### Task description
Copy each line containing the word "below" from the records that follow, please.
** Extracted information follows **
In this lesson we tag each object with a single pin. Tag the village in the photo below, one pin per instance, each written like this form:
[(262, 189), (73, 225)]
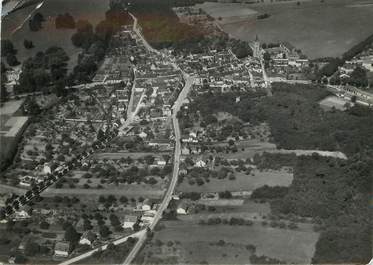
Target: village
[(133, 152)]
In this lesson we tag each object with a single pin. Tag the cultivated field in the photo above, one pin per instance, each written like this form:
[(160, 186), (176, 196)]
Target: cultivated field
[(286, 245), (15, 26), (319, 29)]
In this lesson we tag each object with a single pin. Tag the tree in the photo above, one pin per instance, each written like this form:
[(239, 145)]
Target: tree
[(3, 93), (65, 21), (358, 77), (36, 21), (7, 48), (44, 225), (28, 44), (12, 60), (104, 231)]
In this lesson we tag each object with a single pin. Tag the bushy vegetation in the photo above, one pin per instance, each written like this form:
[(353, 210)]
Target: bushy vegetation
[(65, 21), (333, 63), (9, 52), (35, 23), (95, 42), (334, 193), (43, 71), (160, 25)]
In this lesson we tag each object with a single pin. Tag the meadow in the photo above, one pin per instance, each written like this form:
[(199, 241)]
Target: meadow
[(319, 29), (291, 246), (15, 26), (242, 182)]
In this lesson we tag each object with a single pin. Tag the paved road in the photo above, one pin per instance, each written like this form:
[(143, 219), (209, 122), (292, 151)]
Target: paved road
[(130, 103), (167, 197), (265, 77), (171, 188), (137, 31)]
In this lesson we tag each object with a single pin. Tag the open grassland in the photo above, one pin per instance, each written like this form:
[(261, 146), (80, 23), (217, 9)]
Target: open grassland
[(15, 26), (242, 182), (286, 245), (319, 29)]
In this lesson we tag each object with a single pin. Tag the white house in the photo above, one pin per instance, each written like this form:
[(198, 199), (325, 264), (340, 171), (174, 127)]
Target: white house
[(61, 249), (87, 238), (129, 221), (200, 163), (182, 208)]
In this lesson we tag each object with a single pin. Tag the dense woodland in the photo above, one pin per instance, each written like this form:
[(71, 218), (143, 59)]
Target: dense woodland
[(335, 193), (333, 63)]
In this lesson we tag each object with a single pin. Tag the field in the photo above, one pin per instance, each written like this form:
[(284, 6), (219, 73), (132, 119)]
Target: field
[(242, 182), (282, 244), (91, 10), (318, 29)]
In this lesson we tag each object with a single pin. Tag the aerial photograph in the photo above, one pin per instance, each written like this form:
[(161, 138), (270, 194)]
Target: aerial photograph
[(222, 132)]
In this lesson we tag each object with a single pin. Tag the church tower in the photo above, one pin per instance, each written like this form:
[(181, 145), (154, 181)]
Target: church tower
[(256, 48)]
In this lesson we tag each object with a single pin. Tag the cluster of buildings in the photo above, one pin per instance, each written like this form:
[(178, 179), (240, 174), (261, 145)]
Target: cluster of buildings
[(285, 61), (363, 60)]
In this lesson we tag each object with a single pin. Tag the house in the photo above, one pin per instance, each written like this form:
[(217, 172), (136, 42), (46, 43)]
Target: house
[(200, 163), (160, 162), (146, 205), (143, 135), (147, 219), (287, 47), (129, 221), (182, 169), (182, 208), (87, 238), (21, 215), (185, 151), (62, 249)]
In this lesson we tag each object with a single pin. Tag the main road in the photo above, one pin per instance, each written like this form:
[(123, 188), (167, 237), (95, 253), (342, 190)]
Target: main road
[(171, 188)]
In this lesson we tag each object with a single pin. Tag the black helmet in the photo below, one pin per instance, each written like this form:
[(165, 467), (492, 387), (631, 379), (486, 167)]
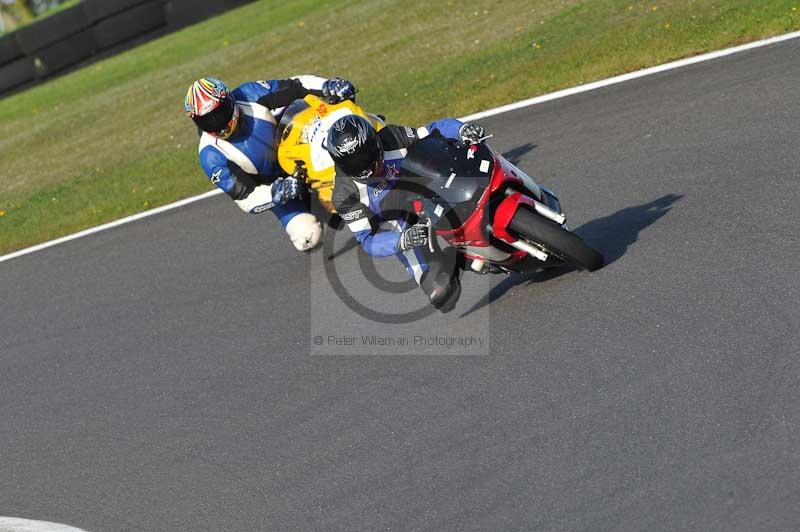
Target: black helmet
[(355, 147)]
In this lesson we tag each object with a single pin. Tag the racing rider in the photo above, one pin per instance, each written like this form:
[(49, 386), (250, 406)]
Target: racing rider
[(238, 145), (367, 164)]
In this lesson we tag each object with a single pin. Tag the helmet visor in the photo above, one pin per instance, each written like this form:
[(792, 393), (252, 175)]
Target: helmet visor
[(364, 163), (218, 120)]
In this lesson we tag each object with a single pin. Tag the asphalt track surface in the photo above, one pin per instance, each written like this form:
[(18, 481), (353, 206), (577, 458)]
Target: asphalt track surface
[(162, 375)]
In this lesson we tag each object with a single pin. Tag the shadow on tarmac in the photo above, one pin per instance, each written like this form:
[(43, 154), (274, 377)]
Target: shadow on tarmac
[(515, 155), (611, 235)]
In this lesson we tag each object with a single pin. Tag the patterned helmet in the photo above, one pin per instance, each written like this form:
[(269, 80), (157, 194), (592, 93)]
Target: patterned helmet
[(211, 105), (355, 148)]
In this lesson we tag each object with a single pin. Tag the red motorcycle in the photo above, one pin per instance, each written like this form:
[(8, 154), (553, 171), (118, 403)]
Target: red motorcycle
[(490, 210)]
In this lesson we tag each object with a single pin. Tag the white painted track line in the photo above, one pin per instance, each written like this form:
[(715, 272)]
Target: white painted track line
[(477, 116), (11, 524)]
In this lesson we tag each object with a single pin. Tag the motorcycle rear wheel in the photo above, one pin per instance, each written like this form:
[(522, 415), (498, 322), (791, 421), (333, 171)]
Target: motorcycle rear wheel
[(552, 237)]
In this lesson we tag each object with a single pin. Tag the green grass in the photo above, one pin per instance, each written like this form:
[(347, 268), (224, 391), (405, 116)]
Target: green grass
[(111, 139)]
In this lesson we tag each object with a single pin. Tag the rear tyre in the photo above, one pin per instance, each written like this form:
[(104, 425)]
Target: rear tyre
[(555, 239)]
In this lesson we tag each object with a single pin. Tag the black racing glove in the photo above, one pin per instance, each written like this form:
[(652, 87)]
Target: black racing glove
[(471, 133), (338, 90), (414, 236)]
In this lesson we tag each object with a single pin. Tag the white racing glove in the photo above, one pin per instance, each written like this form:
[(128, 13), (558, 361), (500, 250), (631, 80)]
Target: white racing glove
[(284, 189), (338, 90)]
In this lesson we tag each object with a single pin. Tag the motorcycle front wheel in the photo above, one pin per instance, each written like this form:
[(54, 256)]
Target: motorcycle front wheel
[(537, 229)]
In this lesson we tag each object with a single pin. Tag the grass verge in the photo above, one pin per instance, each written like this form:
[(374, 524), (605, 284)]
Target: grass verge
[(111, 139)]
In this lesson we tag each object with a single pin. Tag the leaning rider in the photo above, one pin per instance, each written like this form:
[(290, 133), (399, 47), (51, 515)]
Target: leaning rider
[(367, 165), (238, 145)]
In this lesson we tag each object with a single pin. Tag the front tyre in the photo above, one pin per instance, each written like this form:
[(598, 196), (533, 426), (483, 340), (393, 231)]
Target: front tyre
[(555, 239)]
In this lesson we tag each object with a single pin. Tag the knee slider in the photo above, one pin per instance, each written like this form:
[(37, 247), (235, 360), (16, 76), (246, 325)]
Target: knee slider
[(305, 231)]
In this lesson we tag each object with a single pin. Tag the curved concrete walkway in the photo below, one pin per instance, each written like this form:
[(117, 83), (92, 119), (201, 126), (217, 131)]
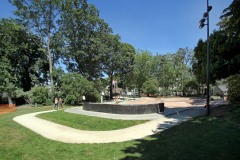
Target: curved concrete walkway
[(66, 134), (79, 110)]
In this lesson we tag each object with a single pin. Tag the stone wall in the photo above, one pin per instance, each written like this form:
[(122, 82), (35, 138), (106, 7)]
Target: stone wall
[(124, 108)]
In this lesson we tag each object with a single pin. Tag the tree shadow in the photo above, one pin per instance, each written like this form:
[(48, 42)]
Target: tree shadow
[(186, 141)]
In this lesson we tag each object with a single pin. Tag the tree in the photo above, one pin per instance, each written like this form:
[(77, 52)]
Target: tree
[(39, 95), (141, 68), (41, 17), (74, 86), (150, 87), (127, 60), (7, 79), (112, 58), (224, 47), (26, 58), (230, 20), (234, 89), (83, 33)]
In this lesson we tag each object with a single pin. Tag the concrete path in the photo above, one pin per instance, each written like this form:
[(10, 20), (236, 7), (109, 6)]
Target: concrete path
[(66, 134), (79, 110)]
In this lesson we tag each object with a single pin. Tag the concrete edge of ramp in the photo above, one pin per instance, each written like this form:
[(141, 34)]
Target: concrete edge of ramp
[(66, 134)]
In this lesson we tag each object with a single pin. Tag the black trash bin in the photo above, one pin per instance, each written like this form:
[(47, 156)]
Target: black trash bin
[(160, 107)]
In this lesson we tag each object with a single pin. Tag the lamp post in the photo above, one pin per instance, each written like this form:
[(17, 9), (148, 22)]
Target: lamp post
[(202, 24)]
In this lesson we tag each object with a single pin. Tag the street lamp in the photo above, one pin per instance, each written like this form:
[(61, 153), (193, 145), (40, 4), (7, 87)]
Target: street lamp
[(202, 24)]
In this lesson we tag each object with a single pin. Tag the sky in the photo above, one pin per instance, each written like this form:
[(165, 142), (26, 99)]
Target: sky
[(159, 26)]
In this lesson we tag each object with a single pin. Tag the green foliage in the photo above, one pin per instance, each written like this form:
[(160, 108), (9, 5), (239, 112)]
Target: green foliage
[(74, 86), (234, 89), (224, 48), (7, 77), (39, 95), (150, 87), (85, 33), (19, 47), (142, 68)]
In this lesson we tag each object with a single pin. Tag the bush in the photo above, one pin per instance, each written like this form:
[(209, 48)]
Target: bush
[(39, 95), (234, 89)]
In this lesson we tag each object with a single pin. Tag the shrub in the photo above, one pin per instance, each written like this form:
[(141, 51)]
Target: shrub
[(234, 89), (39, 95)]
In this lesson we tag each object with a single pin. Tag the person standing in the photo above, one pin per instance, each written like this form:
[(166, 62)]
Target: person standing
[(56, 103)]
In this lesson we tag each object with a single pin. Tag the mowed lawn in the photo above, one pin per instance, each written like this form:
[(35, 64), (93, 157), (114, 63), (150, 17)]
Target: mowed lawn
[(88, 122), (214, 137)]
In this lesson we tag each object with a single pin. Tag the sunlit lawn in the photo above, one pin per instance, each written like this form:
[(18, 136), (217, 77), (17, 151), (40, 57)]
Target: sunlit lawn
[(87, 122), (200, 138)]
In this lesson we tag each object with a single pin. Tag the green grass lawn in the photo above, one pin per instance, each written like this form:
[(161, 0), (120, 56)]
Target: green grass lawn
[(88, 122), (214, 137)]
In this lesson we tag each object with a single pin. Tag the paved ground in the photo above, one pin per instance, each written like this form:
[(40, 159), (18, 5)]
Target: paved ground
[(66, 134)]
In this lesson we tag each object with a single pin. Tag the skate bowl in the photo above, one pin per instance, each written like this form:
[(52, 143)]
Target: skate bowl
[(124, 108)]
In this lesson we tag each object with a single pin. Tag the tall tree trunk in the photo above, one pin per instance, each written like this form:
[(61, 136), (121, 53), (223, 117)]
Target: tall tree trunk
[(9, 100), (50, 67), (111, 80)]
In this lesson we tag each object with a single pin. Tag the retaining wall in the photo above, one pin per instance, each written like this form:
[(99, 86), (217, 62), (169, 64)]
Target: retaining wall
[(123, 108)]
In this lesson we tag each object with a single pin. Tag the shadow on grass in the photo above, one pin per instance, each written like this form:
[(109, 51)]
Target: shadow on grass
[(199, 138)]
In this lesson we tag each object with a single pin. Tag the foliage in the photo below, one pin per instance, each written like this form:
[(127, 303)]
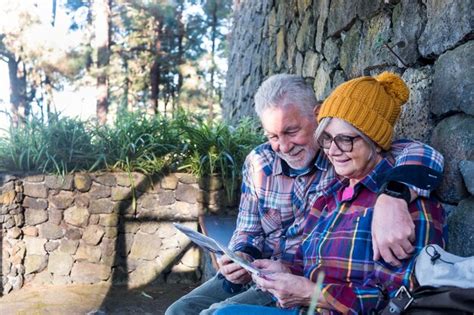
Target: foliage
[(62, 145), (218, 149), (134, 142)]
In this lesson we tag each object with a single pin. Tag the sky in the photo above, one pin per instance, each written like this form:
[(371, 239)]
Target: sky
[(68, 102)]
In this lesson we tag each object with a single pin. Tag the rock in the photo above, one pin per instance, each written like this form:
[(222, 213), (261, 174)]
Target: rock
[(51, 246), (461, 229), (14, 233), (106, 179), (448, 24), (55, 216), (415, 122), (93, 234), (76, 216), (59, 182), (73, 234), (89, 273), (82, 182), (35, 203), (121, 193), (100, 191), (186, 193), (68, 246), (34, 217), (62, 200), (143, 275), (145, 247), (322, 82), (35, 263), (88, 253), (453, 138), (30, 231), (35, 190), (50, 231), (60, 263), (311, 63), (467, 171), (453, 81), (102, 206), (108, 219), (406, 30), (169, 182), (186, 178)]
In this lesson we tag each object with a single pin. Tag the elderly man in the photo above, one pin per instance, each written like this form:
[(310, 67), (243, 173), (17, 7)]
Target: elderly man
[(283, 177)]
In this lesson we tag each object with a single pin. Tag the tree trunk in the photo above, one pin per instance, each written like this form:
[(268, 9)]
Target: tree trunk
[(20, 107), (102, 37)]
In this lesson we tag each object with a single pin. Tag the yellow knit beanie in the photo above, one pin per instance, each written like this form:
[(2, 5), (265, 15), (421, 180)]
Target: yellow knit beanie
[(372, 105)]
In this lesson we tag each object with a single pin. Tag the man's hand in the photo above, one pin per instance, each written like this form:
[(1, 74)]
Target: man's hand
[(232, 271), (270, 266), (289, 289), (393, 230)]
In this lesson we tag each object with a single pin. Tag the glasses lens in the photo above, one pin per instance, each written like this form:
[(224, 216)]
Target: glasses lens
[(344, 143)]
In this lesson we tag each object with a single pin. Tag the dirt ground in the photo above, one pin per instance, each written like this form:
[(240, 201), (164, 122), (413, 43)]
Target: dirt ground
[(91, 299)]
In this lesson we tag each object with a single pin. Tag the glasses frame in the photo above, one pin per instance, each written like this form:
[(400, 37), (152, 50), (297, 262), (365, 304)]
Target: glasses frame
[(336, 140)]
** End of Extracted information **
### The answer
In this lesson we tag each object with a single pin. Tag the village in the photo below, one pin per instance, each written like this form:
In this lesson we tag each object with a single pin. Tag the black helmet in the photo below, one pin per instance, each written like this form:
In this lesson we tag each object with a single pin. Tag the curved concrete walkway in the photo below, one pin per instance, each written like this form:
In this lesson we tag each object with a single pin. Tag the foliage in the photo below, one pin per instance, each written like this form:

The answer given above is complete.